▶ What is required: Count the lines in the material below that contain the string "windshield" and give only that number.

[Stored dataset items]

— Begin —

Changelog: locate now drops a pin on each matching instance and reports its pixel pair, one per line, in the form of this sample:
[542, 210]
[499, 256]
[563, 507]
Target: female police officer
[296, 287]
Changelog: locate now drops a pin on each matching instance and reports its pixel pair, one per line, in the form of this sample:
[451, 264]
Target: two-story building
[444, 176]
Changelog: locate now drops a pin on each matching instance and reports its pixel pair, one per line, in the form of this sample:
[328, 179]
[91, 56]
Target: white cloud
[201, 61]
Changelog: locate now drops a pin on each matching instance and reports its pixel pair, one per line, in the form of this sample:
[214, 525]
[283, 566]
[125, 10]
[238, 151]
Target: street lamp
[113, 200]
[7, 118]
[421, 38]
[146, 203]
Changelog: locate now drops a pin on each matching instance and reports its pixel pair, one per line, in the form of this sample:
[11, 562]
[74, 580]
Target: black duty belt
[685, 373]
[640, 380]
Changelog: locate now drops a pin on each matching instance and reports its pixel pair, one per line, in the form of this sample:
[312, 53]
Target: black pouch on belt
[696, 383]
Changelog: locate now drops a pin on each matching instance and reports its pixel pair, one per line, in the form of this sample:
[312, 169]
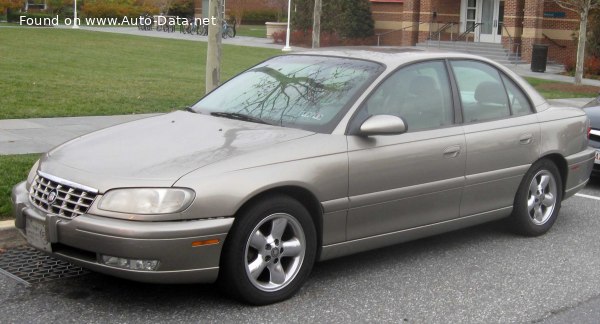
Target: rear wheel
[269, 252]
[538, 199]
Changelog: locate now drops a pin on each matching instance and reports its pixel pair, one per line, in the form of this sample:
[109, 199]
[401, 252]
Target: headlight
[33, 172]
[147, 200]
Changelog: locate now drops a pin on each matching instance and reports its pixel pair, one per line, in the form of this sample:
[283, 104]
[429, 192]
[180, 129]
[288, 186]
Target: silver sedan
[307, 157]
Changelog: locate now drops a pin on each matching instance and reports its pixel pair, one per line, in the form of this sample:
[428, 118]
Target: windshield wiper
[239, 116]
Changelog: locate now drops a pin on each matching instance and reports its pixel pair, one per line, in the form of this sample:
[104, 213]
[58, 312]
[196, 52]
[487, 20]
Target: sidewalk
[38, 135]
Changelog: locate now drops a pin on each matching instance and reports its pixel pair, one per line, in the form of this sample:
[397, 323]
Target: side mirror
[382, 125]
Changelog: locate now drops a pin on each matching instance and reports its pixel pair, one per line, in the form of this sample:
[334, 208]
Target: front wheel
[538, 199]
[269, 252]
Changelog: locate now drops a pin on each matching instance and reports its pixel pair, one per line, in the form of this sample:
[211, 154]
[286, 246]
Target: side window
[518, 101]
[481, 91]
[419, 93]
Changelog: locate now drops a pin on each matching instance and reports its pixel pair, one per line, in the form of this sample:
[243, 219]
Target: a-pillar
[410, 22]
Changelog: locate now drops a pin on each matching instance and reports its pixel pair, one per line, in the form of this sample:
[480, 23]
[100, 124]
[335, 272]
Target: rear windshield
[300, 91]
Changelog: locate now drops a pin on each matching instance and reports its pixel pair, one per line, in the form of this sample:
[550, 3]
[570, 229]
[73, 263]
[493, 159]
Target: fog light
[131, 264]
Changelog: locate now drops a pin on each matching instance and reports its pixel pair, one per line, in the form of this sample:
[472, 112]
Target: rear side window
[481, 91]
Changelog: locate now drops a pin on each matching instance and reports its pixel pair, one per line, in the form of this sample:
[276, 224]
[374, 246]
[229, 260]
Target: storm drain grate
[34, 266]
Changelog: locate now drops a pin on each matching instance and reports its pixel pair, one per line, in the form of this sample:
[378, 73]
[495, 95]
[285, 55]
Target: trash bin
[539, 58]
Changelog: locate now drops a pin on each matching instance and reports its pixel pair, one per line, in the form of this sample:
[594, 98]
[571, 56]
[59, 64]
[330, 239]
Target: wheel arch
[304, 197]
[561, 164]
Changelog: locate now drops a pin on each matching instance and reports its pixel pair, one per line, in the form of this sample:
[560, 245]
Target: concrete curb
[9, 236]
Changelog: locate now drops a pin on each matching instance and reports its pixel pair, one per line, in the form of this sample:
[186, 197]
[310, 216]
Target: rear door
[412, 179]
[502, 136]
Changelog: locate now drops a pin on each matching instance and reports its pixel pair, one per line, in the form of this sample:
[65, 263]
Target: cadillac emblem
[52, 196]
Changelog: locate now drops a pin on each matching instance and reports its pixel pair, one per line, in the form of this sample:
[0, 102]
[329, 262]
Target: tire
[269, 251]
[538, 199]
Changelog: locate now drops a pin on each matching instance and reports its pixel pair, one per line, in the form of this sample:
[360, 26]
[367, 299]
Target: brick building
[517, 24]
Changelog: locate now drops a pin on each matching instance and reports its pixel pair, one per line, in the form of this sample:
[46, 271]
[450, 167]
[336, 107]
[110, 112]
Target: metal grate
[60, 197]
[34, 266]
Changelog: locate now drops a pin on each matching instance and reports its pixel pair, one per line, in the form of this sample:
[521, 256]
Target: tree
[213, 52]
[317, 24]
[582, 7]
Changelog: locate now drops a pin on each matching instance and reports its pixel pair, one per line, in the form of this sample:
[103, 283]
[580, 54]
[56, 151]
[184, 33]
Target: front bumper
[82, 239]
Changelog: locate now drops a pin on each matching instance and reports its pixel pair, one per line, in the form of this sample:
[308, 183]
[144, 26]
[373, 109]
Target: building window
[471, 14]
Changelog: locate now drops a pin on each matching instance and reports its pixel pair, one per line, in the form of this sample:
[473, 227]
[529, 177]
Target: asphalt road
[483, 274]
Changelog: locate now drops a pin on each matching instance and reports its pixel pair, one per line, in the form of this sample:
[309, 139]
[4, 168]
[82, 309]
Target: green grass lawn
[252, 31]
[49, 72]
[557, 90]
[14, 169]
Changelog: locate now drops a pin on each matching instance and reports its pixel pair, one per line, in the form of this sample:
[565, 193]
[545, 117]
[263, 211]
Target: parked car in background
[592, 109]
[307, 157]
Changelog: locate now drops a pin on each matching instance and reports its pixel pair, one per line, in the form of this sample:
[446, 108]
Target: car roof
[392, 57]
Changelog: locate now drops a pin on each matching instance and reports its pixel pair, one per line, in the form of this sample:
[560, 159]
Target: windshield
[306, 92]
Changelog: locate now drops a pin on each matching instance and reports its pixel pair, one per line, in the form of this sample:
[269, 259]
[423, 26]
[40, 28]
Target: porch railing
[438, 33]
[468, 31]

— End —

▶ Exercise response: 3